More than three decades ago, the film "2001: A Space Odyssey" introduced audiences to a chillingly malevolent supercomputer named HAL. In what was then the far-off future, the film imagined machines that could speak and understand human speech (and even read lips!). HAL became an instant symbol for the dangers of runaway technology.

While artificial intelligence researchers have managed thus far to avoid creating monsters like HAL, the idea of humans and computers speaking to each other is no longer the stuff of science fiction. It is instead the driving force behind the growing discipline of computational linguistics, which studies the computational aspects of human language.

"Basic speech recognition systems have now become commonplace," says Julia Hirschberg, who joined the Department of Computer Science in Fall 2002. "Researchers today are moving into some very interesting and complex areas. We're looking at how to enable computers to recognize speech errors, perform audio browsing and retrieval of email, and recognize and produce emotional speech."   

Hirschberg received a Ph.D. in computer science from the University of Pennsylvania in 1985. That same year, she began working in the linguistics research department at AT&T Bell Laboratories. In 1996 she moved to AT&T Labs - Research, specializing in human-computer interface research.

Hirschberg is part of a Columbia team researching speech summarization, an area of natural language processing which enables systems to summarize spoken words. The Columbia Natural Language Processing Group, headed by Kathy McKeown, obtained an NSF and a DARPA grant for research in this area.

● **Record excerpts**
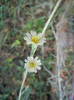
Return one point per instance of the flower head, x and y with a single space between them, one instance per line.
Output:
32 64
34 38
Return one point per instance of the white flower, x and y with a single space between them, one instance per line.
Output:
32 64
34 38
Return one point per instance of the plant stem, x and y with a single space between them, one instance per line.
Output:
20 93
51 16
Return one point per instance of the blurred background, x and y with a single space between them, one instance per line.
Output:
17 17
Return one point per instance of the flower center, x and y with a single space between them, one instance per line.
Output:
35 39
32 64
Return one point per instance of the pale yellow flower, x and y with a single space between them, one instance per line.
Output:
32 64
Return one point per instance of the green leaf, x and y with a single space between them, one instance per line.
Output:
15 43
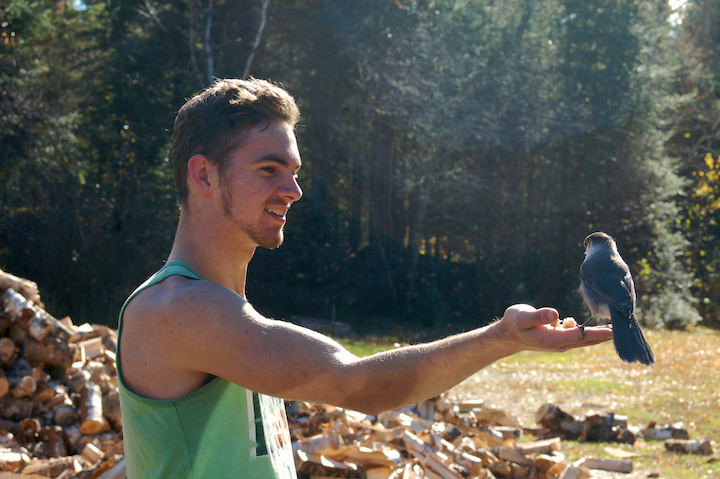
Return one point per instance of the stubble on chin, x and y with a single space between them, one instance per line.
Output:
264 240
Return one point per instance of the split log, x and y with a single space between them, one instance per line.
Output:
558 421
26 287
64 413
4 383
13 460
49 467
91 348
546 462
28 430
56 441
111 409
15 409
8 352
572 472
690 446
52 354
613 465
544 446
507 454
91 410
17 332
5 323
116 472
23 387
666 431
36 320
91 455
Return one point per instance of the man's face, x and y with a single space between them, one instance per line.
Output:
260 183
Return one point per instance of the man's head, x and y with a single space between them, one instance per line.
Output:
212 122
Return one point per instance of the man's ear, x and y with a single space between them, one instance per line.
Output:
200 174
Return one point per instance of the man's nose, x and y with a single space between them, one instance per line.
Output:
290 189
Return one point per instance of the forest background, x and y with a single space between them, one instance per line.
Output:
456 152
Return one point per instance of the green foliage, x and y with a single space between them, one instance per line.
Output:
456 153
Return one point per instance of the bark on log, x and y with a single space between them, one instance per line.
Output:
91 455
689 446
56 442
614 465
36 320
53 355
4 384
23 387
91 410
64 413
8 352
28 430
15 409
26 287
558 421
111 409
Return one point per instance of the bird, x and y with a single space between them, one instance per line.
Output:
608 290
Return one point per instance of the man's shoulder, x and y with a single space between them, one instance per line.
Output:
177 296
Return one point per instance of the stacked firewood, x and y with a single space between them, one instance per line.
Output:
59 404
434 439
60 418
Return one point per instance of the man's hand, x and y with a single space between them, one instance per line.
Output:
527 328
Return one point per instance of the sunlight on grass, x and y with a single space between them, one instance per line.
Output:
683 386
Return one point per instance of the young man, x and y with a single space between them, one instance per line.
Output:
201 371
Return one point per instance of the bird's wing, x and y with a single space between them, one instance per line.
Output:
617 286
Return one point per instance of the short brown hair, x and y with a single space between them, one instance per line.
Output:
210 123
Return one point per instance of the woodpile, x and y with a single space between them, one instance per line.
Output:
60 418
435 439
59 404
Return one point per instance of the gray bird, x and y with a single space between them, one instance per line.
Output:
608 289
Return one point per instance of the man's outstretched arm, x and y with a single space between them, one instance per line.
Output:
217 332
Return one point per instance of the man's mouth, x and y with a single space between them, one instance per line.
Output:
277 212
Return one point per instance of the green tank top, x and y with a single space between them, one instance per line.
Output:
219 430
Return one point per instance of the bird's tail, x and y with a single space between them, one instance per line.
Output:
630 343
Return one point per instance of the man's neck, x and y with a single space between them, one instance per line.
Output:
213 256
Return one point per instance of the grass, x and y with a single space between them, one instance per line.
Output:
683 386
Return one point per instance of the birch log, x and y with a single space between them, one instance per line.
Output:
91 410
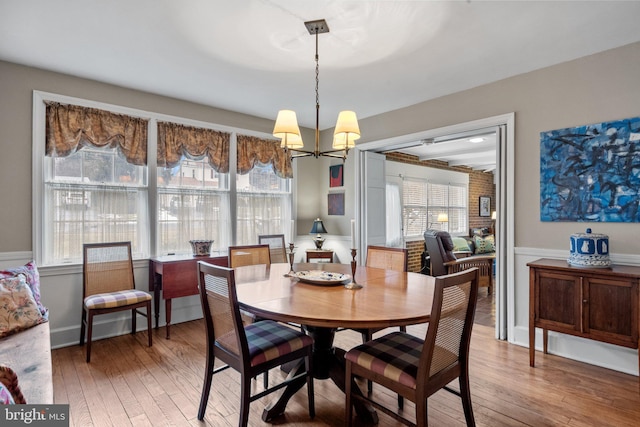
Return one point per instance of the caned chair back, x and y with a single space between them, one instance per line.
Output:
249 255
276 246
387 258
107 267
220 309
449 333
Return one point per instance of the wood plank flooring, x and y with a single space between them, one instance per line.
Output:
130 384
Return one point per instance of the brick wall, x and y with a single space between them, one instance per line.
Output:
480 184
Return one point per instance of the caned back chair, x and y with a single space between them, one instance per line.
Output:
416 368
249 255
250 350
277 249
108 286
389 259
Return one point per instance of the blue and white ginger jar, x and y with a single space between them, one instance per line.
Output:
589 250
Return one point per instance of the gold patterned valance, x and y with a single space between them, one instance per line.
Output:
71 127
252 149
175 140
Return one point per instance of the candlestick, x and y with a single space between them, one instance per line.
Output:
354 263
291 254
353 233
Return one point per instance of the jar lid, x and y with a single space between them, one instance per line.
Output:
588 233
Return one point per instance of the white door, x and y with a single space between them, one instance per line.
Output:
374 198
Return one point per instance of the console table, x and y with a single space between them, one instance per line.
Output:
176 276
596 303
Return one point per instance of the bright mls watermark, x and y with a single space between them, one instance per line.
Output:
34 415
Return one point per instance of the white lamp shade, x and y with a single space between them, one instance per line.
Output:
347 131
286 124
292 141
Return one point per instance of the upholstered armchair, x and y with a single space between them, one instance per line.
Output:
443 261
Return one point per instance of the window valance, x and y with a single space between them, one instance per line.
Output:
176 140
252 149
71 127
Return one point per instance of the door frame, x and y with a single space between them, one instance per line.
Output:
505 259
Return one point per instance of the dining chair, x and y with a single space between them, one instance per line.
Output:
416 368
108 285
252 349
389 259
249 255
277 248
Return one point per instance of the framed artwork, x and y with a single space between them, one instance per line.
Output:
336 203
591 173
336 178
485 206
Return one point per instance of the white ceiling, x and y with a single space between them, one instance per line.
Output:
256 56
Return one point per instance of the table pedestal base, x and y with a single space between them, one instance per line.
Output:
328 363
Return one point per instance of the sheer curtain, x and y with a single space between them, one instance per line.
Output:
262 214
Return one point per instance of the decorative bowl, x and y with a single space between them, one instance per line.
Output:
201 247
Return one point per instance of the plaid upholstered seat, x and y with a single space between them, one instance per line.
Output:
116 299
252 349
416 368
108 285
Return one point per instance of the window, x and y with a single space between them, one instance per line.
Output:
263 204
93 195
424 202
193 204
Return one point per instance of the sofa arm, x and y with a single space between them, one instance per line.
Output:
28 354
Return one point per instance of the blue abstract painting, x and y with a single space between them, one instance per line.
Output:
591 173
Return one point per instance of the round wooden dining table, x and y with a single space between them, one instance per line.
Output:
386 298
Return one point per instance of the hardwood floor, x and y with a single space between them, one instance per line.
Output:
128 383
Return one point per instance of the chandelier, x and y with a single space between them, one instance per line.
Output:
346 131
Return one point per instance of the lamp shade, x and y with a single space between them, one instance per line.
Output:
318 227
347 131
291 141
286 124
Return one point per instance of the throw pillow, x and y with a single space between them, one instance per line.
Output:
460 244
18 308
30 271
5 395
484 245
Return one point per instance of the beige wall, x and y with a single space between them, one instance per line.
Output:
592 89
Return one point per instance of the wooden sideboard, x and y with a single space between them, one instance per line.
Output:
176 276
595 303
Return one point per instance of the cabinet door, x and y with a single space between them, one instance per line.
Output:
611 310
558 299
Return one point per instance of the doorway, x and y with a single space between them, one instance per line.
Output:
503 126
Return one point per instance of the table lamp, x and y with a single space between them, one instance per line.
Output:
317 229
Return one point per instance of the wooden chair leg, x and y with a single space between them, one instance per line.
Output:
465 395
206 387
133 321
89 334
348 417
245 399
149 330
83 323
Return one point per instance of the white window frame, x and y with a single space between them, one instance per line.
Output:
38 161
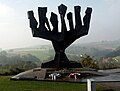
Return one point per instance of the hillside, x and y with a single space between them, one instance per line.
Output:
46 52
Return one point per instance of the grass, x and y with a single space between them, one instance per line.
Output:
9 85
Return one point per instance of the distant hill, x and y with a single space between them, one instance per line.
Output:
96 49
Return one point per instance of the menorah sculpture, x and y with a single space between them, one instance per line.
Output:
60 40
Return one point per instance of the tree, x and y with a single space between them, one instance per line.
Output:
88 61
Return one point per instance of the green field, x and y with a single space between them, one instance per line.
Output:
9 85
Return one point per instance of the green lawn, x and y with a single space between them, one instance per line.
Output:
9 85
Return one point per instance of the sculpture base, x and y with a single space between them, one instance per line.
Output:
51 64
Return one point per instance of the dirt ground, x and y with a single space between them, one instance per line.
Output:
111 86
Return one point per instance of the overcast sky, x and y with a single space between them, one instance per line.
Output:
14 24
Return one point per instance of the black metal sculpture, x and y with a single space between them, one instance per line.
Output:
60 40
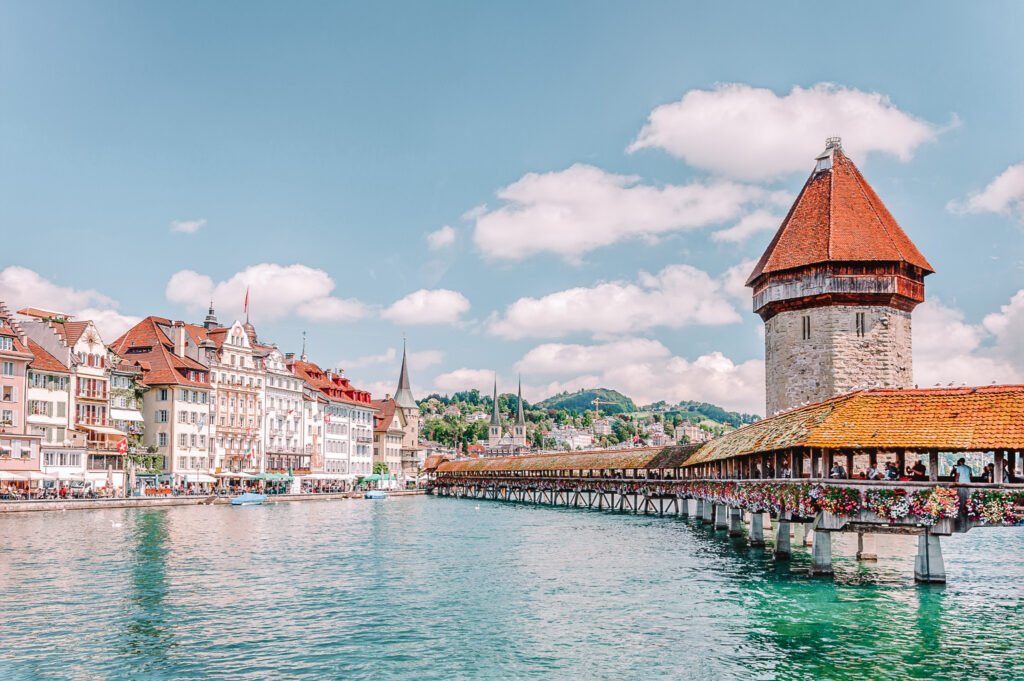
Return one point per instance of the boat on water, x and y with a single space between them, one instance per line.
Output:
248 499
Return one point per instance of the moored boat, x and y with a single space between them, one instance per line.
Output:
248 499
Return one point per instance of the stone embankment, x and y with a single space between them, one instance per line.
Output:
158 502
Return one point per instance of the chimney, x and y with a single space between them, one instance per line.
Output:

● **Prompt A**
Retype part of the computational linguistics passage word for word, beginning at "More than three" and stopping after "of human language.".
● **Prompt B**
Write a continuation of the computational linguistics passage, picking up right after its final sentence.

● **Task result A**
More than three decades ago, the film "2001: A Space Odyssey" introduced audiences to a chillingly malevolent supercomputer named HAL. In what was then the far-off future, the film imagined machines that could speak and understand human speech (and even read lips!). HAL became an instant symbol for the dangers of runaway technology.

While artificial intelligence researchers have managed thus far to avoid creating monsters like HAL, the idea of humans and computers speaking to each other is no longer the stuff of science fiction. It is instead the driving force behind the growing discipline of computational linguistics, which studies the computational aspects of human language.

● **Task result B**
"We want to learn what speech cues will lead a system to understand what is important to summarize," Hirschberg says. "Although a lot of research has been done on text summarization, not too many people are trying to produce spoken summaries. It could lead to applications that summarize things like news broadcasts or voice mail messages in spoken form."

Another focus of Hirschberg's research at Columbia is emotional speech. Computer scientists are studying this process from the perspectives of speech recognition as well as speech generation.

"There is an effort underway to enable computers to recognize emotions in human speech," she said. "Work is also being done to help computers generate emotional speech. Both of these would have enormous potential for commercial applications."

Applications might include a tutorial system that could recognize confidence, or the lack thereof, in a student, and customize its lessons accordingly. On the generation side, text-to-speech systems that speak emotionally could have a number of consumer uses, from books for the blind to computer games.